Prosigue el texto sobre la clase media argentina de los años sesenta a partir de su última oración.

======== FRAGMENTO SELECCIONADO

En los ’60, un sector la clase media argentina que vio obstruido su ascenso y frustradas la democracia parlamentaria, el reformismo y el capitalismo liberal, se inclinó con entusiasmo hacia el experimento cubano presentado como modelo a imitar para tomar el poder, controlarlo y ejercerlo de modo dictatorial.

No suele advertirse que, para convertirse en “vanguardia esclarecida”, el primer tramo que recorrió esa Nueva Clase fue el del impiadoso ejercicio de negar su extracción de clase media. Aquel desprecio al “pequeño burgués” apenas encubrió un desdén elitista hacia el hombre común que, según Carl Friedrich, es “la médula del credo democrático”.

Ese desclasamiento fue condición necesaria para ingresar a sectas que se adjudicaron el papel de vanguardia. Esa negación abrió puertas a sucesivas negaciones, hasta llegar a la más radical: la de la vida ajena y de la propia. El rechazo a la legalidad y al poder establecido comenzó por negar la propia condición social, no a partir de un fundamento material sino desde de una diferencia “espiritual”.

================
======== DATOS PROPORCIONADOS

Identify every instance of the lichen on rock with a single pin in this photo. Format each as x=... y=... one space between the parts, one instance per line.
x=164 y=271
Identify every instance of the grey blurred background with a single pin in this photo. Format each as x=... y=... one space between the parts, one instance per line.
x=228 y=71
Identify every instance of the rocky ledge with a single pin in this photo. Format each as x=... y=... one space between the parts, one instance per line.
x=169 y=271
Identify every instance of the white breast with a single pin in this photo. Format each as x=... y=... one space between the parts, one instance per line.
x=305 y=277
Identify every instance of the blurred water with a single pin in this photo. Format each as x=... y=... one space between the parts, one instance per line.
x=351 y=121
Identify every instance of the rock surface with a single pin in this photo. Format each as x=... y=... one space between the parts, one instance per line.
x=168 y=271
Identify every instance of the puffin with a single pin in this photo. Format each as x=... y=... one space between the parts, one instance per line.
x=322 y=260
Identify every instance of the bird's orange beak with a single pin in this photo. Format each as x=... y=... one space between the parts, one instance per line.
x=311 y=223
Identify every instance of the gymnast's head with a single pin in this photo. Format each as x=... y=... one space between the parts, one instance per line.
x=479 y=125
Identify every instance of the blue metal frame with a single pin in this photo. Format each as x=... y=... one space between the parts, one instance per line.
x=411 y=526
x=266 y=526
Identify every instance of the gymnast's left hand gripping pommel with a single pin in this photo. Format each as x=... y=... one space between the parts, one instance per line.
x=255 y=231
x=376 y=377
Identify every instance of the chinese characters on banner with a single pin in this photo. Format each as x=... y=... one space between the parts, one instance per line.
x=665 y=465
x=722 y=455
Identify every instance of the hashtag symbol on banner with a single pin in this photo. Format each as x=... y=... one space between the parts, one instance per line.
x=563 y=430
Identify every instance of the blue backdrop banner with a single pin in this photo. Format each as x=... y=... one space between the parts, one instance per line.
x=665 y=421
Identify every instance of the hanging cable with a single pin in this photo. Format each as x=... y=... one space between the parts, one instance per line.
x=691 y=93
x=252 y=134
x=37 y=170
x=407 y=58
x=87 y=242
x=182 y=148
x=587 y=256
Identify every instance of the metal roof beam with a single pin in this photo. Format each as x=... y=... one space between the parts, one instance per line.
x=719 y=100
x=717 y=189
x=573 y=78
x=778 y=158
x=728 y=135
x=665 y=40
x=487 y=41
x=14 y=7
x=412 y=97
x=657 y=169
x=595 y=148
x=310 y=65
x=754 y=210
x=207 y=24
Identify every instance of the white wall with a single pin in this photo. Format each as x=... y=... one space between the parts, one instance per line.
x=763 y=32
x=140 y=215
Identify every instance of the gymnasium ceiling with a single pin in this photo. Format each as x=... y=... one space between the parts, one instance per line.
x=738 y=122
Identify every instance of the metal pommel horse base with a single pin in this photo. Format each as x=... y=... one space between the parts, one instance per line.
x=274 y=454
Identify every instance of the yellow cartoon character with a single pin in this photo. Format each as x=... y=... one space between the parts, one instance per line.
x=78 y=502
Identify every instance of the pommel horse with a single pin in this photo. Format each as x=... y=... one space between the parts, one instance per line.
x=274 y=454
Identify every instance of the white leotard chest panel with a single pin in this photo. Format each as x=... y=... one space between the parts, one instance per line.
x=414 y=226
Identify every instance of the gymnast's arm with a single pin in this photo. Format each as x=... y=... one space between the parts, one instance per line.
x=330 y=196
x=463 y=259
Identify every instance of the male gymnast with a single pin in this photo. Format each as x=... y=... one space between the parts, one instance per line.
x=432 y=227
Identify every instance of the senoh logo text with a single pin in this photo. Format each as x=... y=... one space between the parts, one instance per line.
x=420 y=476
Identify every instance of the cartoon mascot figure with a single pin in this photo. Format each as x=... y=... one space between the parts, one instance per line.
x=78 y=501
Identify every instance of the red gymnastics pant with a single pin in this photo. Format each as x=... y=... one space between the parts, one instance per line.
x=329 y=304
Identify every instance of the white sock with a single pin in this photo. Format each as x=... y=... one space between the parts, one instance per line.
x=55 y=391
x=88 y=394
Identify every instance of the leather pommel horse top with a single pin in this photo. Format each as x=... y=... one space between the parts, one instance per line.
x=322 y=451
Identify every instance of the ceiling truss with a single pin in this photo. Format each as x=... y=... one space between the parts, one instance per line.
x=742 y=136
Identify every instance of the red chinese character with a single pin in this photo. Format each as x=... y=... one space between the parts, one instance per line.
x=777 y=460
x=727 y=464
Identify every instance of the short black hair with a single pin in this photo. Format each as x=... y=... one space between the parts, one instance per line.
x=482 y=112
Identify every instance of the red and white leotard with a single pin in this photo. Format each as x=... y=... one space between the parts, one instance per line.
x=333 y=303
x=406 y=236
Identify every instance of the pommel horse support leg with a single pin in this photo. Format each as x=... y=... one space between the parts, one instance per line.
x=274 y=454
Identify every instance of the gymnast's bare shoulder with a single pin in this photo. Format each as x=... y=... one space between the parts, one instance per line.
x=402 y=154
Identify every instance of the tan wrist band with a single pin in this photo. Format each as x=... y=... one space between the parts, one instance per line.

================

**ESPACIO DE RESPUESTA**
Al rastrear fuentes ideológicas en las que abrevaron esos grupos, nos topamos con una confusa combinación de mesianismo religioso, teología de la liberación, marxismo, nacionalismo, revisionismo histórico, explícito descreimiento en la importancia del sufragio universal y rechazo a la democracia liberal. El antiliberalismo fortalecía “las condiciones revolucionarias”.

Quizás haya que retroceder para encontrar otras insospechadas vertientes. Una de ellas es El hombre mediocre, libro que, por reacción al gobierno de entonces, José Ingenieros comenzó a escribir en 1910, cuando tenía 33 años. Fue uno de los textos más leídos en la Argentina de la primera mitad del siglo XX. El hombre mediocre, antes que Marx, fue acceso a cierta izquierda romántica.

Este libro ejerció notable influencia sobre parte de una juventud que cuestionaba lo que consideraba el anquilosamiento de un sistema dominado por el interés material, el utilitarismo, la ausencia de valores y de ideales. Ingenieros apelaba a la sensibilidad -antes que a la racionalidad- de jóvenes “rebeldes a la mediocridad” y portadores de ideales, “ascua sagrada” destinada a templarlos para “grandes acciones”.

El hombre mediocre, contrafigura del super hombre, proporcionaba argumentos para fundar una aristocracia del idealismo y para romper con el paradigma moral de un régimen adocenado, enmohecido y senil.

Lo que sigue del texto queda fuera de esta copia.